## Excerpted data

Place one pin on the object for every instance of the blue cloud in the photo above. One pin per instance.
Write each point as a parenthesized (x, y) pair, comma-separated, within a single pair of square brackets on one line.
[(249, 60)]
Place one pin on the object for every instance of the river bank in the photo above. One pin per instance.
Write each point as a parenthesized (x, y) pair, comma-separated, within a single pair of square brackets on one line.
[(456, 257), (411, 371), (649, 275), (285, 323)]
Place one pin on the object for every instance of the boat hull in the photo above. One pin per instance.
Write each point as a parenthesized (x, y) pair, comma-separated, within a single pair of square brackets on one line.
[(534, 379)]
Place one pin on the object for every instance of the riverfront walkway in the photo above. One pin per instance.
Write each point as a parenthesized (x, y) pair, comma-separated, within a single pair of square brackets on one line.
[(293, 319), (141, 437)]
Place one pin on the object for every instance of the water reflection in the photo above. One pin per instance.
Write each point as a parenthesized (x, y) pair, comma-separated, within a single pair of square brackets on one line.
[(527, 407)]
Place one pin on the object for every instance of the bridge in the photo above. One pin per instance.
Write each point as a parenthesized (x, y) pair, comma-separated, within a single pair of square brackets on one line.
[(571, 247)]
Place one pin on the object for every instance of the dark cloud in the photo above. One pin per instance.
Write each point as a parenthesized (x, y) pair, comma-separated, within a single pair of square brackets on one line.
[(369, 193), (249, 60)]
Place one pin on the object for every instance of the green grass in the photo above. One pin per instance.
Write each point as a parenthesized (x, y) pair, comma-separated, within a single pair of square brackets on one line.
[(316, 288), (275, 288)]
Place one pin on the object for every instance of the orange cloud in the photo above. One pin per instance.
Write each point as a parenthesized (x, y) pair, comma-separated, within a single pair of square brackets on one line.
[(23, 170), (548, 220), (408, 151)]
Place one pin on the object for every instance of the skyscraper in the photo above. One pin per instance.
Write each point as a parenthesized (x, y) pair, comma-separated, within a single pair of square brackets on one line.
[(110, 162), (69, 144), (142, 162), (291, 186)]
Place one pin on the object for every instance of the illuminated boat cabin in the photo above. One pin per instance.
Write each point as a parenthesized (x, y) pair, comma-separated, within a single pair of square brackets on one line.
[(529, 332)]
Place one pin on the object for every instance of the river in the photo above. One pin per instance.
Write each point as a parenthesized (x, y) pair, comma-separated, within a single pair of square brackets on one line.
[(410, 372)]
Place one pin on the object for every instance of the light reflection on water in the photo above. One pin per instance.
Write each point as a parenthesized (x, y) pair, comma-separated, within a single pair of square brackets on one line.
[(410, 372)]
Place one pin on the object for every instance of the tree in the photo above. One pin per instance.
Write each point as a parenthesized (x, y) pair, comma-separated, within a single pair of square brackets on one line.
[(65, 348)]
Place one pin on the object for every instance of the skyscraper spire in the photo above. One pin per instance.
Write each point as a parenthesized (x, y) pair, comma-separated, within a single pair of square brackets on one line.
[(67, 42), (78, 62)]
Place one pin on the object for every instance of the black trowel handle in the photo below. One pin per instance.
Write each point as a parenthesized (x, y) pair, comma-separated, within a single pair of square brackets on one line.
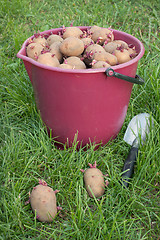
[(128, 167)]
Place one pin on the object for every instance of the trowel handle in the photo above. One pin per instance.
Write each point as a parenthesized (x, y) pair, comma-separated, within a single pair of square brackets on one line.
[(128, 167)]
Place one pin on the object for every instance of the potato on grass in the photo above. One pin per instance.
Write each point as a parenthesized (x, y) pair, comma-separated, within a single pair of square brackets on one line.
[(43, 202), (72, 46), (94, 181)]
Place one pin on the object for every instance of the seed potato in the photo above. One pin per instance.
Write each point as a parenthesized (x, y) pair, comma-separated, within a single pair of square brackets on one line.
[(72, 46)]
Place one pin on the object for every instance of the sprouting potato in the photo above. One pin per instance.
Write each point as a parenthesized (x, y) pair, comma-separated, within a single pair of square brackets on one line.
[(87, 42), (102, 35), (54, 38), (72, 46), (94, 45), (41, 40), (112, 46), (106, 57), (94, 181), (55, 49), (33, 50), (48, 59), (72, 32), (43, 202), (75, 62)]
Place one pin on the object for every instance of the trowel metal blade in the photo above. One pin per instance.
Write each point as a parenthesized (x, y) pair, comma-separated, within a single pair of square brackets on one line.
[(137, 128)]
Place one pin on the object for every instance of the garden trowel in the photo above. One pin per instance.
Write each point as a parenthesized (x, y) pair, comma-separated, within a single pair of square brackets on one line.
[(135, 135)]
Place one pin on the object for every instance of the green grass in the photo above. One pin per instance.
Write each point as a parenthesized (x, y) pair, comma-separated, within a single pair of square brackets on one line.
[(28, 154)]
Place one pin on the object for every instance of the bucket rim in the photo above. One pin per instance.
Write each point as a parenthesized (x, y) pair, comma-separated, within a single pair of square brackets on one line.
[(89, 70)]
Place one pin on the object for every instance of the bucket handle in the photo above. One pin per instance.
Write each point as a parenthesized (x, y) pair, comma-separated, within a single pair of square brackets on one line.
[(111, 73)]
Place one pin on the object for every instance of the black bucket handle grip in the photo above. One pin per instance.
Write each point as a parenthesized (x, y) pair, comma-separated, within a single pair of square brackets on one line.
[(111, 73)]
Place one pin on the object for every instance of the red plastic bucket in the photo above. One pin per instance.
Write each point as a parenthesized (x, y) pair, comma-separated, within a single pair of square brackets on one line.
[(84, 102)]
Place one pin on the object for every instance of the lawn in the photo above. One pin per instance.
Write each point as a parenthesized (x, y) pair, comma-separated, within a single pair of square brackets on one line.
[(28, 154)]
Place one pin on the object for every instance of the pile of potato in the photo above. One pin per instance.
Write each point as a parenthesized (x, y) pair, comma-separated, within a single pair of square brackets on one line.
[(77, 49)]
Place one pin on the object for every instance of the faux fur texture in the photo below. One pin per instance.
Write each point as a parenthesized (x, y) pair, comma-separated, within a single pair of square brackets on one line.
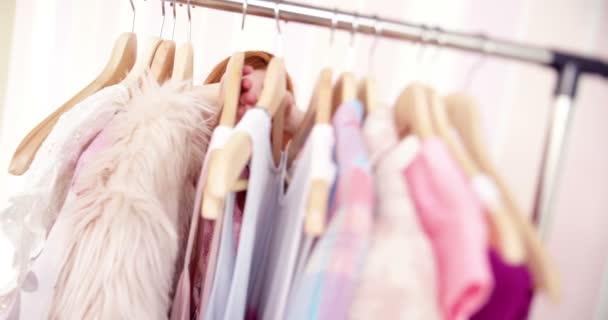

## Request
Revise the stretch of rows from the start through the line containing "[(571, 247)]", changing every "pin" to "marker" and leaving all else unchanged.

## The completed task
Place one marker on the object for every instance of the blue cloud in the photo above. One marker per instance.
Write each point as a parenthesized (x, y) pair, comma-separated, within a single pair of square brackets on one line.
[(249, 60)]
Place one marker on the object for every instance of the river bank in the photo above. One marker per instance.
Write each point as a parenthesized (x, y) pair, comma-separated, within a single pair of square brackets on one line.
[(456, 257), (411, 371), (649, 275), (285, 323)]
Place one marker on the object for every instance of the boat hull in the photo above. One marker per instance.
Write each point as a parenthesized (x, y) pair, comma-separated, within a single pair of square brackets on one line.
[(534, 379)]
Place one marker on the object for every instance of the riverfront walkway in the photo above. One marker per instance.
Write each point as a parenthesized (x, y) pair, comma-separated, within a single pair of square brackets on one line.
[(293, 319), (141, 437)]
Place one marker on the object for every instance of the water reflection in the photo above. One marker per instance.
Write each point as a parenthesized (x, y) pair, comma-separated, within a single pair of square brackets on one line.
[(527, 407)]
Place one marker on the object for every instance of the bridge in the photo above. One marker per instance.
Write each point as a parenthesized (x, y) pair, comma-separated, within a single pair of square brackets on one line.
[(571, 247)]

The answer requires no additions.